| Requirement |
Rewrite the rows below with "one per instance" swapped for "one for each instance" wherever it occurs, leaving everything else as it stands.

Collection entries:
□ □ □ □ □ □ □

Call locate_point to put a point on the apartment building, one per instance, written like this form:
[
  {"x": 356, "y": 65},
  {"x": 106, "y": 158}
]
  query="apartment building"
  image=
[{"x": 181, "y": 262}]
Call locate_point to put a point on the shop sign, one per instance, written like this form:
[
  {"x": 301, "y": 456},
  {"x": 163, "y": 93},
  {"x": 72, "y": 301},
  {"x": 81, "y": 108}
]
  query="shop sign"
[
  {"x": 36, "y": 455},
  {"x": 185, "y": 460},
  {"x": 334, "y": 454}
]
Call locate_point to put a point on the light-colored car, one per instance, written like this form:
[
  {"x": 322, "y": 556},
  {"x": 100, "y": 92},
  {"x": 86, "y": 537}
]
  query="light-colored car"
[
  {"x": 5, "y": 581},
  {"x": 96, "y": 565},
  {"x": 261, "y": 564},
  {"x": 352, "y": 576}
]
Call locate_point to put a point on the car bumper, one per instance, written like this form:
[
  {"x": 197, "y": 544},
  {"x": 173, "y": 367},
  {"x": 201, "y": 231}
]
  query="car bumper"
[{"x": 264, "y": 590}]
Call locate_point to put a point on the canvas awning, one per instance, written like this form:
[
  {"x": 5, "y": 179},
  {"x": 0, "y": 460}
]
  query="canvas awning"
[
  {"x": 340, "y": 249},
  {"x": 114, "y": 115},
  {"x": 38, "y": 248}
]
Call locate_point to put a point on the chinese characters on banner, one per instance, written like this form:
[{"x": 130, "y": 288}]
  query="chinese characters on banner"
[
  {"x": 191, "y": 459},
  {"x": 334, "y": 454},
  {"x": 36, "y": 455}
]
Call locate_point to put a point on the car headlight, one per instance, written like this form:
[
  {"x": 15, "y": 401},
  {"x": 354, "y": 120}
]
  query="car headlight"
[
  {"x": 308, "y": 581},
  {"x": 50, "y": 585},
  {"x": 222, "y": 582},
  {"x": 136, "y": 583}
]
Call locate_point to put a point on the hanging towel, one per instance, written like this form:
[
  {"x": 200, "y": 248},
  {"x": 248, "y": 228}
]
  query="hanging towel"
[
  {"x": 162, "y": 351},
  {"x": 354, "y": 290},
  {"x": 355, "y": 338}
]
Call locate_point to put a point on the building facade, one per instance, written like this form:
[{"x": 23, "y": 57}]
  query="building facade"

□ □ □ □ □ □ □

| Correct result |
Call locate_point to put a point on the apartment building, one for each instance, written like this form:
[
  {"x": 356, "y": 65},
  {"x": 106, "y": 158}
]
  query="apartment building"
  image=
[{"x": 181, "y": 262}]
Call locate_point to put a point on the shop sign, one for each instance, written like this form:
[
  {"x": 301, "y": 456},
  {"x": 163, "y": 93},
  {"x": 72, "y": 301},
  {"x": 81, "y": 108}
]
  query="shop sign"
[
  {"x": 36, "y": 455},
  {"x": 185, "y": 460},
  {"x": 334, "y": 454}
]
Call locate_point to put a point on the light-colored car, one for each instance, written like this form:
[
  {"x": 322, "y": 556},
  {"x": 100, "y": 92},
  {"x": 86, "y": 537}
]
  query="light-colored car"
[
  {"x": 5, "y": 581},
  {"x": 96, "y": 565},
  {"x": 261, "y": 564},
  {"x": 352, "y": 576}
]
Call locate_point to put a point on the car bumper, one for each instance, written like this form:
[
  {"x": 197, "y": 544},
  {"x": 173, "y": 367},
  {"x": 201, "y": 231}
]
  query="car bumper"
[{"x": 264, "y": 590}]
Call locate_point to put a point on the canvas awning, one for each instance, written like this form:
[
  {"x": 5, "y": 179},
  {"x": 0, "y": 460}
]
  query="canvas awning"
[
  {"x": 340, "y": 249},
  {"x": 114, "y": 115},
  {"x": 38, "y": 248}
]
Call locate_point to put a point on the chinese characters on banner, one for each instance, written like this form:
[{"x": 130, "y": 288}]
  query="chinese characters on banner"
[
  {"x": 191, "y": 459},
  {"x": 334, "y": 454},
  {"x": 36, "y": 455}
]
Call locate_point to put a point on the car headlight, one for each instance, written like this form:
[
  {"x": 15, "y": 401},
  {"x": 354, "y": 120}
]
  query="car headlight"
[
  {"x": 308, "y": 581},
  {"x": 50, "y": 585},
  {"x": 222, "y": 582},
  {"x": 136, "y": 583}
]
Call locate_point to put a point on the hanging towel, one for each instance, written like this form:
[
  {"x": 200, "y": 248},
  {"x": 248, "y": 228}
]
  query="hanging towel"
[
  {"x": 162, "y": 351},
  {"x": 354, "y": 290},
  {"x": 355, "y": 338}
]
Call locate_point to put a point on the building facade, one for each instance, written like this form:
[{"x": 23, "y": 57}]
  query="building facade"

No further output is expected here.